Short problem: Locate each line in the records below that contains the string "green", and copy those lines.

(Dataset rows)

◇ ◇ ◇ ◇ ◇ ◇ ◇

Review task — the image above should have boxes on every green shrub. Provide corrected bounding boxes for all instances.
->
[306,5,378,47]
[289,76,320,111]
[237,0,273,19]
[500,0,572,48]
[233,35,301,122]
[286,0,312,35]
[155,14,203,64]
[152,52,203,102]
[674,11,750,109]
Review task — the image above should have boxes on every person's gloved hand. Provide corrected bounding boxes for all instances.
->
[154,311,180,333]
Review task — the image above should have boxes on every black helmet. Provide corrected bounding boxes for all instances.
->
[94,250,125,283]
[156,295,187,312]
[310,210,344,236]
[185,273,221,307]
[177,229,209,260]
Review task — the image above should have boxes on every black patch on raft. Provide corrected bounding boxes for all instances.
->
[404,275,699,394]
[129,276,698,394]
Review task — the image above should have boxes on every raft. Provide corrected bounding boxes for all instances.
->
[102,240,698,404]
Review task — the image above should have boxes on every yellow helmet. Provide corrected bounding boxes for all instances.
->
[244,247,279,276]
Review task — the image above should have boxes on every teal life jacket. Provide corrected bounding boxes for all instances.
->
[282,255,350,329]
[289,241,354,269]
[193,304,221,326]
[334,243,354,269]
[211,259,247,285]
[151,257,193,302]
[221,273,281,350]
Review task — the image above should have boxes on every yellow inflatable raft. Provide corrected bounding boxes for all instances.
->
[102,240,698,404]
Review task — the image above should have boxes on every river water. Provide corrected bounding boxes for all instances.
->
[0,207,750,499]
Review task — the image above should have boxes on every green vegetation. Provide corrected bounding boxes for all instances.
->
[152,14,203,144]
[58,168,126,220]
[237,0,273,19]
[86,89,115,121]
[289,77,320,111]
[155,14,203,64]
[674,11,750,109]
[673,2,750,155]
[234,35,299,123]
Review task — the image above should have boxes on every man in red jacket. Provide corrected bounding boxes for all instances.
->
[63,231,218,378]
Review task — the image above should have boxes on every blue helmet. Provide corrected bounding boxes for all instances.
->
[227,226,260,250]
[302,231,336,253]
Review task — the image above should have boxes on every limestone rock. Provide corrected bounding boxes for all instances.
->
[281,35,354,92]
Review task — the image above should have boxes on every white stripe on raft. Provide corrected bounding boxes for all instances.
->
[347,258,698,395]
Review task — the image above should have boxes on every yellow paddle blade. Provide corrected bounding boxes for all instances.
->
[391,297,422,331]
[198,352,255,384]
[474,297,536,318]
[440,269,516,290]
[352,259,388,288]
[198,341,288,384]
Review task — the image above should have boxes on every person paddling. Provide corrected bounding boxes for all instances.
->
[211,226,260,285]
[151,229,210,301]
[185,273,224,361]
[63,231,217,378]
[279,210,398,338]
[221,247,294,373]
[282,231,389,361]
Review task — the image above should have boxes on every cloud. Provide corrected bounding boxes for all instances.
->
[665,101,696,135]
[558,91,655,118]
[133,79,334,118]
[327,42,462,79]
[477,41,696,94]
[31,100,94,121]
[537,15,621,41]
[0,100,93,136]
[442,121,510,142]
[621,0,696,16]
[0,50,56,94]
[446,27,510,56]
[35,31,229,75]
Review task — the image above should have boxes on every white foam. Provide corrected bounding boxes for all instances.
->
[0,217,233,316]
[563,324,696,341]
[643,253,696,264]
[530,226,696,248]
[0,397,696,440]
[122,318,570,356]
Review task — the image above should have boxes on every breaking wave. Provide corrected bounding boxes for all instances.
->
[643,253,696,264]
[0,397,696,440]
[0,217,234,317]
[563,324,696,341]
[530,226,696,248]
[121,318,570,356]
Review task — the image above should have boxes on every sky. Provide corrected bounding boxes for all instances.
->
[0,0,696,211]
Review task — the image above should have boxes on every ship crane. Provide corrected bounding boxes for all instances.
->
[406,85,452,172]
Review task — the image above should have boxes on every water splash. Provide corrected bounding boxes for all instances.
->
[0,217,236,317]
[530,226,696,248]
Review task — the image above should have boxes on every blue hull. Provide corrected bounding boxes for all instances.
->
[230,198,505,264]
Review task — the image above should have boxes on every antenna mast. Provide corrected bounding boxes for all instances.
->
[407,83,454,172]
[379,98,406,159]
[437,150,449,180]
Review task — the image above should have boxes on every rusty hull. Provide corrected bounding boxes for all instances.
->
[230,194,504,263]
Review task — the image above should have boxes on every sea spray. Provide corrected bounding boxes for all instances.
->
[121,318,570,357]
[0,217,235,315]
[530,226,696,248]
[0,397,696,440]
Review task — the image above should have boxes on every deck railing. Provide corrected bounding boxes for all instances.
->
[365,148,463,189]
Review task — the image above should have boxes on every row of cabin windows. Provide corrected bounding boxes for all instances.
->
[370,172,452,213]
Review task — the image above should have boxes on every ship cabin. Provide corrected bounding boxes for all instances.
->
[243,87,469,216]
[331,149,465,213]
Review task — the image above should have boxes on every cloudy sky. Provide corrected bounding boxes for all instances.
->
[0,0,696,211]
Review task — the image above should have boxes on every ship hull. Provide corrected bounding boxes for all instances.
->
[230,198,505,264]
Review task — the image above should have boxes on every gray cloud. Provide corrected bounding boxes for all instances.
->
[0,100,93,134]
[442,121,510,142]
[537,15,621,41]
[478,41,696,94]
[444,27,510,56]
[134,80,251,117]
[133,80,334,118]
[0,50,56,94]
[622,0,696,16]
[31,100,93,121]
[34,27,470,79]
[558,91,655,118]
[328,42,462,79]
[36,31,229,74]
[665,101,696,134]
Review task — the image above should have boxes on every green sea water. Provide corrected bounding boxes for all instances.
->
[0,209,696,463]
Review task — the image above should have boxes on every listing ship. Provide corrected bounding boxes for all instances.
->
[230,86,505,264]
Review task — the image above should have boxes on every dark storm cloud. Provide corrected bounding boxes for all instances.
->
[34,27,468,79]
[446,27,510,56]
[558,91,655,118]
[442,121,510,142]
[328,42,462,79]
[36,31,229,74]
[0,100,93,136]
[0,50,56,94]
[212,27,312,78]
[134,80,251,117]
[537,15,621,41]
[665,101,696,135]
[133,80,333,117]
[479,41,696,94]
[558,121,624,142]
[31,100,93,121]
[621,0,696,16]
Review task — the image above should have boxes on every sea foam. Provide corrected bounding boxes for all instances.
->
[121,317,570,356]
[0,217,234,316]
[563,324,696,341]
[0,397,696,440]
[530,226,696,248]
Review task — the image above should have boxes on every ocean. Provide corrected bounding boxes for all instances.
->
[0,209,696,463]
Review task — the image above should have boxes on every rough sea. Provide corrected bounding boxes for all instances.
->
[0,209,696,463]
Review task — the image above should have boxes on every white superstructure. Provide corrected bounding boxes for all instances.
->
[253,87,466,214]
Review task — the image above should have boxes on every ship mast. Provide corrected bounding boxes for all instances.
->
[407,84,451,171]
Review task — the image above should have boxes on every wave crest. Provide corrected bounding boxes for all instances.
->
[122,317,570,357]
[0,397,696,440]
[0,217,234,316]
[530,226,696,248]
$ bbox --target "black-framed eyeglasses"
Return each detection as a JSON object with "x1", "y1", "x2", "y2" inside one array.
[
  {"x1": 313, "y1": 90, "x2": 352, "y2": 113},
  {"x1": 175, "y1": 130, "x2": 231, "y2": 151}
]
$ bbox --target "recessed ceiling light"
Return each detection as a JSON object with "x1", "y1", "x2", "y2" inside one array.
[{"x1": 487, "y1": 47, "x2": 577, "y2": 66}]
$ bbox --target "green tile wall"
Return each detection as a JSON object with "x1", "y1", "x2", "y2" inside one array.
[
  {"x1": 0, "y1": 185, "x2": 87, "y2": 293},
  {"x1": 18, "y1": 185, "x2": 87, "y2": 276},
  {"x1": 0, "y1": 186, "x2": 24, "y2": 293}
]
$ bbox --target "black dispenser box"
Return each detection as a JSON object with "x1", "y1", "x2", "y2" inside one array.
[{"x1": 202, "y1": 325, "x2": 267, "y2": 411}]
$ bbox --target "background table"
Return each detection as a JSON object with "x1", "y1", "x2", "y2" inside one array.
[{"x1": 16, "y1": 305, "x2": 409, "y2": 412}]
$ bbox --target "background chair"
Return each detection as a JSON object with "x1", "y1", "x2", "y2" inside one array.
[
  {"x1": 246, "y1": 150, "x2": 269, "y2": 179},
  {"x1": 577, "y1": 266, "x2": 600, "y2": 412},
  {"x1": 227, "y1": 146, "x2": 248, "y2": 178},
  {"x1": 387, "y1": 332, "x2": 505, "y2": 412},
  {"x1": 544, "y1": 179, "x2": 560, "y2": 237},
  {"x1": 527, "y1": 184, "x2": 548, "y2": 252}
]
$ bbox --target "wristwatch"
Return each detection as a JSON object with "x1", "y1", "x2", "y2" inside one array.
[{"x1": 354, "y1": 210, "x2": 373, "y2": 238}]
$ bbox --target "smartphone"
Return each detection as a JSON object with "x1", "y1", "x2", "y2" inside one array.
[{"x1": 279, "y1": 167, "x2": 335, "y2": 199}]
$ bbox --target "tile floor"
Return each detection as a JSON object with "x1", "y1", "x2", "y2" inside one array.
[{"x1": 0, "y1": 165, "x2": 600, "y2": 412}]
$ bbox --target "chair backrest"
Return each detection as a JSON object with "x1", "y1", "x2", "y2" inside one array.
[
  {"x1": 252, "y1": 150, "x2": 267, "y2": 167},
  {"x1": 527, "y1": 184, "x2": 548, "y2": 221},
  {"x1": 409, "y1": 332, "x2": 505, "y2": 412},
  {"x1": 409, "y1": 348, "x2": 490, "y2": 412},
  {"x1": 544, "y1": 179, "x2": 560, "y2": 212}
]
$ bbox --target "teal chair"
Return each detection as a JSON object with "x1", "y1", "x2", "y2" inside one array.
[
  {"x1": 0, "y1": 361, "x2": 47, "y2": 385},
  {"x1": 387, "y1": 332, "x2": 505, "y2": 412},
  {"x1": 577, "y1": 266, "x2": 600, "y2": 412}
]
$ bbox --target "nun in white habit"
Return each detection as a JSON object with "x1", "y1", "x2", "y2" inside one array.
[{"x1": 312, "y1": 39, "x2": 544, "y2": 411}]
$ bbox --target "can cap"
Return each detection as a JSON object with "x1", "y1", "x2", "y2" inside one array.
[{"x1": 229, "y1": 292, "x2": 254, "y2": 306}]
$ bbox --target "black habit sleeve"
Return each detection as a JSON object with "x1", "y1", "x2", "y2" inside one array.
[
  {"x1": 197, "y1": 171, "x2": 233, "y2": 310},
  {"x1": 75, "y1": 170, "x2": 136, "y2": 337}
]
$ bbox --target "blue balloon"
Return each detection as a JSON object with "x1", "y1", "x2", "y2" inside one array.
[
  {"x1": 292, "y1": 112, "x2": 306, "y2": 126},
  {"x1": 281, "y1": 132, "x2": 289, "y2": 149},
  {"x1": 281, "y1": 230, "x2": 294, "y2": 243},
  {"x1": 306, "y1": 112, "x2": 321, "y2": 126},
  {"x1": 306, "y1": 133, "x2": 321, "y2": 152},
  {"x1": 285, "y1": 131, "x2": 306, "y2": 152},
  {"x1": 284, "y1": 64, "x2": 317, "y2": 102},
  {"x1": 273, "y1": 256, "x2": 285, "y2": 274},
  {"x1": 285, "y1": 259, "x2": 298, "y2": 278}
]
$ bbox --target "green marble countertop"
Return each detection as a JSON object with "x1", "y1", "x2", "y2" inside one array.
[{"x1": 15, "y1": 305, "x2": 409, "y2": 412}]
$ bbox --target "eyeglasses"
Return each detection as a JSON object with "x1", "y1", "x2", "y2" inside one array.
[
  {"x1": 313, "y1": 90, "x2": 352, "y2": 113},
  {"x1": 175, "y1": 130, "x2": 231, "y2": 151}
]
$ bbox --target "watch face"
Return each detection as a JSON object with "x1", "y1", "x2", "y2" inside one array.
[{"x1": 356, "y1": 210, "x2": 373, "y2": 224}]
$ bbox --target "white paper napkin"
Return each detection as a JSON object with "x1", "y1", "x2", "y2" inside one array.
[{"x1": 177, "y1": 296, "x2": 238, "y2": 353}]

◇ ◇ ◇ ◇ ◇ ◇ ◇

Result of the exercise:
Review task — the image above should have boxes on every green shrub. Provide corrected bounding boxes for all instances.
Review task — the image above should have boxes on every green vegetation. Provide corrected bounding boxes for all instances.
Review task — the image above should have boxes on every green sea water. Provide corrected bounding boxes for all instances.
$ bbox --target "green tile wall"
$ bbox --target "green marble countertop"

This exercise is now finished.